WHAT TO WORK ON:
Starting with the line that contains "long brown hair -> trace every instance" and continuing through the last line of the records, arrange the lines as a Markdown table with the columns Row and Line. Number each row and omit blank lines.

┏━━

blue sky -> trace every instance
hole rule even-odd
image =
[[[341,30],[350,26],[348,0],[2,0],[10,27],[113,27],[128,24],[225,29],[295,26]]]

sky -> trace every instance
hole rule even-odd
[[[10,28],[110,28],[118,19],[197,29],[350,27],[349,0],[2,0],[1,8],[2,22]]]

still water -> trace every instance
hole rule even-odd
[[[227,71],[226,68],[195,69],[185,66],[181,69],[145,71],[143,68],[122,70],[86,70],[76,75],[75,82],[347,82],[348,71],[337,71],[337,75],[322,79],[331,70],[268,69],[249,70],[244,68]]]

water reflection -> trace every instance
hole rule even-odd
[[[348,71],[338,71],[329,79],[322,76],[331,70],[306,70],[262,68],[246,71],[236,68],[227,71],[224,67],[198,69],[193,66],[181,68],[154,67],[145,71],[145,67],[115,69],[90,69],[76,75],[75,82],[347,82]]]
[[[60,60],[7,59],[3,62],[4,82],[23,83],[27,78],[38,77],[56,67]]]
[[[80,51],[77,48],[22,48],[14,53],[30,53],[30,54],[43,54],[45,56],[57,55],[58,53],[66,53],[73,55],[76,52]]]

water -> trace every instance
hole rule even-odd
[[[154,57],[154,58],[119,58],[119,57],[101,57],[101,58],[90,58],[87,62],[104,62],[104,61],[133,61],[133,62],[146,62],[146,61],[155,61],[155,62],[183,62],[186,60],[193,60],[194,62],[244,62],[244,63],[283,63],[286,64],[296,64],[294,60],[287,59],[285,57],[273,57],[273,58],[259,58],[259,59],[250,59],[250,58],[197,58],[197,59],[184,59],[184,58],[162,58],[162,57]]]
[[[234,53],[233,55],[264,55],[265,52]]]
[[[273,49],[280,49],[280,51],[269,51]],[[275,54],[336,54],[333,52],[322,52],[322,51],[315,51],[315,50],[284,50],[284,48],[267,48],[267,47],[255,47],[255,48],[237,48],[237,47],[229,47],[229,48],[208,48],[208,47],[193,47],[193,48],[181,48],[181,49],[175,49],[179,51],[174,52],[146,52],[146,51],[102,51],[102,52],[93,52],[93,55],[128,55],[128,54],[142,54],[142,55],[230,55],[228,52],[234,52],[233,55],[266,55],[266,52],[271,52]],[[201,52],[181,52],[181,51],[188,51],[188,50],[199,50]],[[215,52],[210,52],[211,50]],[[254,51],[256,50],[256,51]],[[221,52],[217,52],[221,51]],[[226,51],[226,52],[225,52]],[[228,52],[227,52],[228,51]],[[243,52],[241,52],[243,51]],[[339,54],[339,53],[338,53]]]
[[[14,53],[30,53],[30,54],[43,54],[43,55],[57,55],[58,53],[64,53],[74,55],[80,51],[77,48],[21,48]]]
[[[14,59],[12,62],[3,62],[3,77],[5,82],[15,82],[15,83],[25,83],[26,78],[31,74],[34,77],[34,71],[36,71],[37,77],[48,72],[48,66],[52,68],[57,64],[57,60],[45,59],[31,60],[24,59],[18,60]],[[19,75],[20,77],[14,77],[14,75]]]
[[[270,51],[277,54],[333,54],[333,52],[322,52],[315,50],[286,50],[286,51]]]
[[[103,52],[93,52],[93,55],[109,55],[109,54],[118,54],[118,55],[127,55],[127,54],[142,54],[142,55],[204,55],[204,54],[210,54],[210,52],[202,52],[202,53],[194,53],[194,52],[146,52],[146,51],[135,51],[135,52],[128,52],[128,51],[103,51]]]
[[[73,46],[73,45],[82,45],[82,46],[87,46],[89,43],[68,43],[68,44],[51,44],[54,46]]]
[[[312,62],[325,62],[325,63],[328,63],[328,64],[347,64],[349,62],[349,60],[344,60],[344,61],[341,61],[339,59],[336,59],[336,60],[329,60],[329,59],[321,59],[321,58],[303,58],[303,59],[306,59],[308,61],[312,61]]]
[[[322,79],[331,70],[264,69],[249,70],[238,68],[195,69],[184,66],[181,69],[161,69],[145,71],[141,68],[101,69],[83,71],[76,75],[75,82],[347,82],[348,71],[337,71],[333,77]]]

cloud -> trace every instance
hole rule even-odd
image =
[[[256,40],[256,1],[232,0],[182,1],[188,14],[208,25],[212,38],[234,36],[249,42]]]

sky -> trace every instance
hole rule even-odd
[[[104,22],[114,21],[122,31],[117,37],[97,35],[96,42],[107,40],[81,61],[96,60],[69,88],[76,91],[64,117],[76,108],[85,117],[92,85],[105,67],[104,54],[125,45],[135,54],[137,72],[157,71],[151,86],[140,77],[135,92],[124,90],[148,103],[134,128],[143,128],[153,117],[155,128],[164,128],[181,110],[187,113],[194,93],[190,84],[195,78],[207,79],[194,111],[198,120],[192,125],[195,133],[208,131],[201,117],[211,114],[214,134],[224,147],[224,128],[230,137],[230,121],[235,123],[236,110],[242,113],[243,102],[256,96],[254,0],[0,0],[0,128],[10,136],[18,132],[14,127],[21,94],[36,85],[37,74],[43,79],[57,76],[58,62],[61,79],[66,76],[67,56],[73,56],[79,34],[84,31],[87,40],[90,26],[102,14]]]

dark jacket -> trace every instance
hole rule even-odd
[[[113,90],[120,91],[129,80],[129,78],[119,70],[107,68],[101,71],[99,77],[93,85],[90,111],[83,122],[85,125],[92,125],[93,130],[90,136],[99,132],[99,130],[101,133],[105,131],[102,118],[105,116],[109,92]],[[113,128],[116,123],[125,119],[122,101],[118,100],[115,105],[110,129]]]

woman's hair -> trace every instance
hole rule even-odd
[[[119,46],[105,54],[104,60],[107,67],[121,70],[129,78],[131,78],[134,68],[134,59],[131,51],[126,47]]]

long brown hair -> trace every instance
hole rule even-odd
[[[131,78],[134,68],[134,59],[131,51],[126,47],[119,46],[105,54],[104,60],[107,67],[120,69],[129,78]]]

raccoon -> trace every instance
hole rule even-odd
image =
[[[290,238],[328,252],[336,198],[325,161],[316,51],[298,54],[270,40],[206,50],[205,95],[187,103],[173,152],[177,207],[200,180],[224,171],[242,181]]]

┗━━

CORRECT ANSWER:
| Row | Line |
|---|---|
| 1 | long brown hair -> trace every instance |
| 2 | hole rule even-odd |
| 3 | [[[131,78],[134,68],[134,59],[131,51],[126,47],[119,46],[105,54],[104,60],[107,67],[120,69],[129,78]]] |
| 4 | raccoon -> trace every instance |
| 5 | hole rule even-odd |
| 6 | image = |
| 7 | [[[290,238],[328,252],[336,198],[325,161],[316,51],[298,54],[270,40],[206,50],[205,95],[187,103],[173,152],[177,207],[200,180],[224,171],[242,181]]] |